What you are asked to do: Write out, precisely and in full, each line of the material.

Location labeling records
######

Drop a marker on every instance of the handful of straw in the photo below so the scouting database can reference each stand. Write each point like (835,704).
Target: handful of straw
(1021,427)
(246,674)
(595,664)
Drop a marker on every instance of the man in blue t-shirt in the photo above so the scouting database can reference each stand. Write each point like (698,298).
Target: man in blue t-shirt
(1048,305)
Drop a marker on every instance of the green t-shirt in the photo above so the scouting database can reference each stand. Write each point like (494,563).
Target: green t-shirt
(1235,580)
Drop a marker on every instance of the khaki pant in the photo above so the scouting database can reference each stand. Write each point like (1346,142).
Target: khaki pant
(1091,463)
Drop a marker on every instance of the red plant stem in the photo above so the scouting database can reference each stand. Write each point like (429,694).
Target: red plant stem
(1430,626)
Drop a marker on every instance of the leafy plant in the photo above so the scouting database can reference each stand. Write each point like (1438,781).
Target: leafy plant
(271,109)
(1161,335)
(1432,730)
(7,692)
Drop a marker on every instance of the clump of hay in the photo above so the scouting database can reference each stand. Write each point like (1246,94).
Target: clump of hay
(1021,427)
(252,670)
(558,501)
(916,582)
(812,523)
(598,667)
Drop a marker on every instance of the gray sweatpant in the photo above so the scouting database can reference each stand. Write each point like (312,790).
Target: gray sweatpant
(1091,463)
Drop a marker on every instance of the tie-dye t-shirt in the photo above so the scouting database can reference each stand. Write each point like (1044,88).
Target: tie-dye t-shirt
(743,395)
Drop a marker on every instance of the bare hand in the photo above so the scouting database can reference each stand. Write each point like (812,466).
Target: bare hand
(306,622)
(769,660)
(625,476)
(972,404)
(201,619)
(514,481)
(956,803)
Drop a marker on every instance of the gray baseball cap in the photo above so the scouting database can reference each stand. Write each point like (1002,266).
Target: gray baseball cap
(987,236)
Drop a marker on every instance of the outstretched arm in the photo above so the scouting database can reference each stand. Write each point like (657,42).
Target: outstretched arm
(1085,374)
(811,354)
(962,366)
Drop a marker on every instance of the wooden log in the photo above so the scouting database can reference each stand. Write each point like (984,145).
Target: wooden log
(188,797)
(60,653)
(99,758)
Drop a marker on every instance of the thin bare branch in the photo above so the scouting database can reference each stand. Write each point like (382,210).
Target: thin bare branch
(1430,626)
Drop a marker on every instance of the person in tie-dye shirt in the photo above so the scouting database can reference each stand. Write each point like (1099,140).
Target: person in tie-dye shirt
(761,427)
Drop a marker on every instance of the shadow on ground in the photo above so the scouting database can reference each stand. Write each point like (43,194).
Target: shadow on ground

######

Result:
Drop a marker on every instance of the handful of straw in the photo below so the scouting database can reference each stand. Write each point like (835,704).
Target: handful of straw
(1021,427)
(246,674)
(595,664)
Drop a marker on every instance of the man in blue t-shirt in the photo above so the scouting database can reference each stand. Write each point like (698,298).
Target: man in blue t-shirt
(1048,305)
Drop a marker on every instance of the green t-shirt in the photo above so the scouting database can reference each stand. Write each point like (494,563).
Target: green t-shirt
(1235,580)
Drop a marker on every instance of the khaki pant in the photo above so the scouting database can reference each stand. Write each point like (1346,142).
Target: khaki pant
(1091,463)
Drop a marker on every instance of the red plant stem in the photo above so the scouting database can reference each stand. Write each point like (429,694).
Target: red plant stem
(1430,626)
Drop a marker on every instance of the leafy plant in the photo above so the scouting database can reference each stand. Write each point like (1438,781).
Target: leafy plant
(271,109)
(1161,335)
(1432,730)
(7,692)
Drop a marker on every instance of the clump of hay in the photo above so the scouting database can reference each stand. Write each point like (1246,94).
Target: clump of hay
(1021,427)
(252,670)
(558,501)
(916,582)
(812,523)
(598,667)
Drop a marker on every instance of the gray sweatpant in the photo above so the scouting database can reference each stand. Write each point like (312,790).
Target: gray sweatpant
(1091,463)
Drop a marker on every instance of the tie-dye t-shirt in the photo above so the scouting database can reference each stand. Write each point like (1044,88).
Target: tie-dye t-shirt
(743,395)
Drop a marker on every instance of the bare hand in the photo above so the scouting database can reference each stand. Write each point like (812,466).
Target: bare hand
(306,622)
(769,660)
(625,476)
(972,404)
(201,619)
(514,481)
(956,803)
Drop a marker on every instance of the gray baseball cap in the photo above so the scouting database can reference each stand. Write each point like (1002,266).
Target: gray baseball cap
(987,236)
Drop a marker on every instance of the outstretched arm in the photo above so the scouting database can reference each stand. Write each point like (657,42).
Target: outstretched arm
(1085,374)
(811,354)
(962,366)
Drop a marker on every instance of the wooden log in the photo above so the scouting database can reference each stand. Write each point like (984,145).
Target: wooden log
(188,797)
(60,653)
(99,758)
Drop a marker on every instance of the thin bare branch in the photo above so the scouting database can reference each stand. Write each point like (382,210).
Target: thin bare branch
(1430,626)
Drop a marker on every instance of the person in tie-dye shirt in the photo above so the scouting database can reference each stand. Write each point like (1099,140).
Target: person in tie-dye shirt
(761,427)
Drop a marker on every instance of the shadow on ground in the photo above so the scouting database can reference each stand. Write each point like (43,194).
Target: shadow on ground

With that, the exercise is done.